[Stored data entries]
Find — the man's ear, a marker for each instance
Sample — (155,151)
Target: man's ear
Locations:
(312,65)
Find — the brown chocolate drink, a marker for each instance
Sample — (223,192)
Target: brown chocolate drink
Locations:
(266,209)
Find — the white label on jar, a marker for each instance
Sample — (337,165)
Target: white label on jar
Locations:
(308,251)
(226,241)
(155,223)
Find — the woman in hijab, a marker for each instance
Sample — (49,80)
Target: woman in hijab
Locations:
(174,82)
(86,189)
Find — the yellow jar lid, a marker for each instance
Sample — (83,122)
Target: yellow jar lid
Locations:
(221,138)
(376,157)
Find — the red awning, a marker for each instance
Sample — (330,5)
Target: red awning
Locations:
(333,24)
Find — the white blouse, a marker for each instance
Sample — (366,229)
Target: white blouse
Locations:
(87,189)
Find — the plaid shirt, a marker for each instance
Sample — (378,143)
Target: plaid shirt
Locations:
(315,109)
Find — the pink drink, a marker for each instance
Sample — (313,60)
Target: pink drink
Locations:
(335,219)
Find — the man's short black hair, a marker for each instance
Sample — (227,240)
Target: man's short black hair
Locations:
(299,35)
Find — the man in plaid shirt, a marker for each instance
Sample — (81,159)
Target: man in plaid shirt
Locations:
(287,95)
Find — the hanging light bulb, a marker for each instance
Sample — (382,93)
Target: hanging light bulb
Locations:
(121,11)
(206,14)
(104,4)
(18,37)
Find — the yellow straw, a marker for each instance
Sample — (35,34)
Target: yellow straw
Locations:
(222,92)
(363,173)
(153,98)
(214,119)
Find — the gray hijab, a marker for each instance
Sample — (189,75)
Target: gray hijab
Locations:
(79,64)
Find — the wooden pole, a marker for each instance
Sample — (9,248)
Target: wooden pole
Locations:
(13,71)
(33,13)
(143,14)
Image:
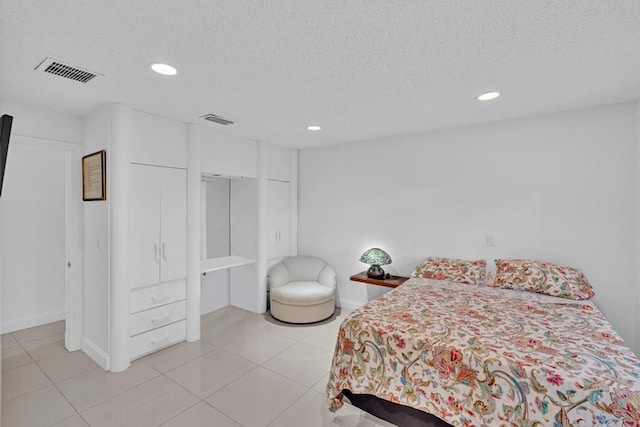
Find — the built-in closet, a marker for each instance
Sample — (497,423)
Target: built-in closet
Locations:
(160,262)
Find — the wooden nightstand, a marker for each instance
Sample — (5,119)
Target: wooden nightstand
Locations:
(391,282)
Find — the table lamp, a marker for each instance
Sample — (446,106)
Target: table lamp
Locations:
(375,257)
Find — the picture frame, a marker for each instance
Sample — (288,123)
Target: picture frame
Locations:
(94,176)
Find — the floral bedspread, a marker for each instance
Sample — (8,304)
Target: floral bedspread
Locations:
(479,356)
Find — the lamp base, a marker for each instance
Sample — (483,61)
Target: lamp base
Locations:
(375,272)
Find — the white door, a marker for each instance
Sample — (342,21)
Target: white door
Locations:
(33,246)
(144,225)
(173,220)
(277,219)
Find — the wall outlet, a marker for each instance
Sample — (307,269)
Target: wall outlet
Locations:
(491,239)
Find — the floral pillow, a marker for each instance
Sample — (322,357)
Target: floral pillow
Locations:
(453,270)
(542,277)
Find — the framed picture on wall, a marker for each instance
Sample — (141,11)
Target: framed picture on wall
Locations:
(94,176)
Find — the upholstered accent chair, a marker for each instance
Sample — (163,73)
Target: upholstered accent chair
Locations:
(302,289)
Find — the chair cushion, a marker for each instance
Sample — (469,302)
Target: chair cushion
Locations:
(304,268)
(302,293)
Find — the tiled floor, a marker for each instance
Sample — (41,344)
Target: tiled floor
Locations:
(248,370)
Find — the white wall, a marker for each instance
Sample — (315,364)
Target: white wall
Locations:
(559,188)
(43,143)
(96,247)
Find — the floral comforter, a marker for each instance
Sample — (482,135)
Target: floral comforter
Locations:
(481,356)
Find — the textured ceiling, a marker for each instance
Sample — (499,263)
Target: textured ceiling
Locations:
(360,69)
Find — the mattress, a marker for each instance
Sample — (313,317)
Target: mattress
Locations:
(474,355)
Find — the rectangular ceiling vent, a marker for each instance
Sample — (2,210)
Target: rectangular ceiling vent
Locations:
(217,119)
(59,68)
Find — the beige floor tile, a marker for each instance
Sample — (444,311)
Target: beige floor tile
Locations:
(44,348)
(301,362)
(97,385)
(297,332)
(22,380)
(313,409)
(39,408)
(201,415)
(324,338)
(321,386)
(265,392)
(14,356)
(148,404)
(75,421)
(258,345)
(177,355)
(39,332)
(66,365)
(210,372)
(8,341)
(219,335)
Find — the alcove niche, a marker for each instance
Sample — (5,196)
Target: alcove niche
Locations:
(228,238)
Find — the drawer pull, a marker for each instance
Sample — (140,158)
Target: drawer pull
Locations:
(160,298)
(159,341)
(159,320)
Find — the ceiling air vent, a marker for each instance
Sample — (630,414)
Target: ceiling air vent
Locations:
(217,119)
(59,68)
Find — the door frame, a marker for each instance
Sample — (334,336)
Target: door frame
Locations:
(73,232)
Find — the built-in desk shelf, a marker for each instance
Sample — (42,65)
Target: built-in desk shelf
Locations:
(220,263)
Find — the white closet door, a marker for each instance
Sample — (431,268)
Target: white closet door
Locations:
(173,230)
(277,219)
(145,225)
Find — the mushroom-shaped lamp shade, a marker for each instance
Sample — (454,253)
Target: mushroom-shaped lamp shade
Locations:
(375,257)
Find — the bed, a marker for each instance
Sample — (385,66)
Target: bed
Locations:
(464,355)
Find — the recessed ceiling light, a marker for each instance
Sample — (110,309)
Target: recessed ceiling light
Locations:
(488,96)
(164,69)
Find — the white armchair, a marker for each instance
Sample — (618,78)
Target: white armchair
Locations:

# Work instructions
Return the material word for word. Pictures are not part of the copy.

# Written solution
Find — the man's ear, a marker for each instance
Sample — (155,151)
Target: man's ear
Locations:
(312,65)
Find — the brown chocolate drink, a marker for each instance
Sample — (223,192)
Target: brown chocolate drink
Locations:
(266,209)
Find — the white label on jar, a marker for each instance
Sample — (337,165)
Target: white label on jar
Locations:
(308,251)
(226,241)
(155,223)
Find — the woman in hijab, a marker for each instance
Sample — (49,80)
Target: woman in hijab
Locations:
(174,82)
(86,189)
Find — the yellow jar lid, a marker for each instance
Sample — (83,122)
Target: yellow jar lid
Locations:
(221,138)
(376,157)
Find — the red awning, a marker for each instance
Sample — (330,5)
Target: red awning
Locations:
(333,24)
Find — the white blouse, a marker for each instance
Sample — (366,229)
Target: white blouse
Locations:
(87,189)
Find — the plaid shirt, a marker for each instance
Sample — (378,143)
Target: plaid shirt
Locations:
(315,109)
Find — the pink drink, a marker for each instance
Sample — (313,60)
Target: pink drink
Locations:
(335,219)
Find — the man's short black hair, a marker for each instance
Sample — (227,240)
Target: man's short black hair
Locations:
(299,35)
Find — the man in plaid shirt, a marker for each instance
Sample — (81,159)
Target: man in plaid shirt
Locations:
(287,95)
Find — the hanging light bulb, a marker for each instance
Sample — (382,93)
Target: hanging light bulb
Locations:
(121,11)
(206,14)
(104,4)
(18,37)
Find — the yellow straw, a marker for each instance
Sample — (35,34)
Target: yellow straw
Locations:
(222,92)
(363,173)
(153,98)
(214,119)
Find — the gray hijab, a marker for each instance
Sample — (189,75)
Target: gray hijab
Locations:
(79,64)
Find — the wooden pole, a marker for each instance
Sample — (9,248)
Target: wooden pole
Locations:
(13,71)
(33,13)
(143,14)
Image:
Find — the built-in closet, a marker for each instance
Sample — (497,423)
Target: built-in closet
Locations:
(160,262)
Find — the wooden nightstand, a marker for each instance
Sample — (5,119)
Target: wooden nightstand
Locations:
(391,282)
Find — the table lamp, a marker for each instance
Sample — (446,106)
Target: table lamp
Locations:
(375,257)
Find — the picture frame, a marker for each instance
Sample — (288,123)
Target: picture frame
Locations:
(94,176)
Find — the floral bedspread, a marker for each instance
Sample — (8,304)
Target: floral bedspread
Locations:
(479,356)
Find — the lamp base, a marker for each instance
Sample — (483,61)
Target: lamp base
Locations:
(375,272)
Find — the white door, a marker for each instance
Sample — (342,21)
Target: white door
Locations:
(33,246)
(144,225)
(173,220)
(277,219)
Find — the wall outlet, a marker for each instance
Sample — (307,269)
Target: wall outlet
Locations:
(491,239)
Find — the floral pillow, a marker for each instance
Sample — (322,357)
Target: floral pillow
Locations:
(453,270)
(542,277)
Find — the framed picture on wall, a marker for each instance
Sample — (141,11)
Target: framed picture on wall
Locations:
(94,176)
Find — the upholstered accent chair, a marker for each instance
Sample — (163,73)
Target: upholstered accent chair
Locations:
(302,289)
Find — the chair cushion, a marker for each instance
Sample — (469,302)
Target: chair cushion
Locations:
(304,268)
(302,293)
Find — the tiled floor, a marker for each instance
Sample — (41,344)
Target: tiled floor
Locations:
(248,370)
Find — the white wall, a marker for each instance
Sample — (315,364)
Target: white wall
Locations:
(559,188)
(43,143)
(96,247)
Find — the floral comforter, a marker for each instance
Sample — (482,135)
Target: floral comforter
Locations:
(481,356)
Find — the textured ceiling, a marker for each instance
Sample — (499,263)
Target: textured ceiling
Locations:
(360,69)
Find — the mattress, a marker for each instance
Sample — (313,317)
Target: mattress
Locations:
(474,355)
Find — the rectangular ceiling vent, a marker for each instance
Sample — (2,210)
Target: rectangular ceiling vent
Locations:
(217,119)
(59,68)
Find — the beige floor tile, a marker for each instance
Sample — (444,311)
Target: beige floor tile
Locations:
(44,348)
(301,362)
(97,385)
(297,332)
(22,380)
(313,409)
(39,408)
(201,415)
(324,338)
(321,386)
(265,392)
(14,356)
(148,404)
(75,421)
(258,345)
(177,355)
(39,332)
(66,365)
(210,372)
(8,341)
(219,335)
Find — the alcove niche, a marker for each instance
Sample — (5,196)
Target: alcove niche
Locations:
(228,238)
Find — the drawer pull, a marker for each instance
Sample — (140,158)
Target: drawer pull
Locations:
(160,298)
(159,341)
(159,320)
Find — the ceiling air vent, a marker for each instance
Sample — (630,414)
Target: ceiling air vent
Locations:
(217,119)
(59,68)
Find — the door frame, a marker for each instance
Sample — (334,336)
Target: door frame
Locations:
(73,232)
Find — the built-in desk shelf, a marker for each instance
Sample — (42,65)
Target: built-in desk shelf
Locations:
(220,263)
Find — the white closet door, a marker for each instance
Sample — (431,268)
Target: white closet door
Locations:
(173,230)
(277,219)
(145,225)
Find — the mushroom-shaped lamp shade, a marker for each instance
Sample — (454,253)
Target: mushroom-shaped lamp shade
Locations:
(375,257)
Find — the bed, a marker for each instance
Sample — (385,66)
Target: bed
Locations:
(464,355)
Find — the recessed ceiling light, a marker for each instance
Sample — (110,309)
Target: recessed ceiling light
Locations:
(488,96)
(164,69)
Find — the white armchair, a marker for each instance
Sample — (618,78)
Target: white armchair
Locations:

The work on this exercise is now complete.